_Objective 1:_
In the records below, swap "instance" for "occurrence" everywhere it appears and leave every other word as it is.

_Source:_
Not having glued the spacers onto the hub simplified extracting the strip, although warranty repair is always a nuisance. I daubed red Sharpie on the failing LED to avoid losing track of it, then resoldered the LED and capacitor connections to no avail:

Knockoff Neopixel Failure - overview
Knockoff Neopixel Failure – overview

There’s nothing obviously wrong inside:

Knockoff Neopixel Failure - detail
Knockoff Neopixel Failure – detail

The fine details of the WS2812B controller produce a horrible Moiré blur with the camera’s low-res image, but you get the general idea.

Most likely, one of those flying wires isn’t quite bonded, but we’ll never know…

16 thoughts on “Neopixel Knockoff: Early Failure

  1. I could try taking a photomicrograph of it (microscope + adapter + camera) but I doubt even a clear picture would show what’s wrong.

    1. Test points, programming nodes, or an optional feature. In a chip like this, it could be used to trim/program the output current before packaging. [test engineer hat off]

      Heat sensitive failures have way too many possibilities. An old one is wire bonding–in the ’60s-early 70s, “purple plague” was a problem with a couple of failure-inducing gold-aluminum compounds forming where you should have a gold-aluminum weld. Better process control solved that, but I saw a few (literally, less than 5) cases over the years. [On the gripping hand, it could be making a comeback with the Usual Sources.]

      On the chip level, you could have problems between interconnect layers (vias not working correctly, or a couple layers almost shorting due to a defect. I did failure analysis (a very dark art) on our analog process chips, and 1 micron defects could kill a chip made on a 5 micron (minimum geometry) process. Modern processes use geometries smaller than optical methods can even resolve.

_Provided entries:_
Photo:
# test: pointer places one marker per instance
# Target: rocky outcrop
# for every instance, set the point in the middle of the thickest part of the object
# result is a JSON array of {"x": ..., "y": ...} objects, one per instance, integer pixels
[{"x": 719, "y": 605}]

_Objective 2:_
Write the next part of the text about the failed knockoff Neopixel, starting right after its final sentence.

_Task response 1:_
Photo:
# test: pointer places one marker per occurrence
# Target: rocky outcrop
# for every occurrence, set the point in the middle of the thickest part of the object
# result is a JSON array of {"x": ..., "y": ...} objects, one per occurrence, integer pixels
[{"x": 719, "y": 605}]

_Task response 2:_
      1. DFT Engineer, here. Yep, things are really small. Our next design is 16nm. At that point there are roughly 30 silicon atoms across the smallest feature. Intel is apparently working on 5nm at which point continued miniaturization basically grinds to a halt. Since my profession is highly related to the idiosyncrasies of the silicon manufacturing process, I am pretty damn curious about what happens next.

    2. I definitely need a better camera for the microscope! By eye, the pad-like features look more like circuit elements than test points or fuses.

      1. Note that there may be no difference between a test and a bonding pad, except that the former isn’t hooked up in the package. In the stone ages, we’d do smaller pads for test points, but that wasn’t ideal. If you had the space, you tried to use a full sized pad.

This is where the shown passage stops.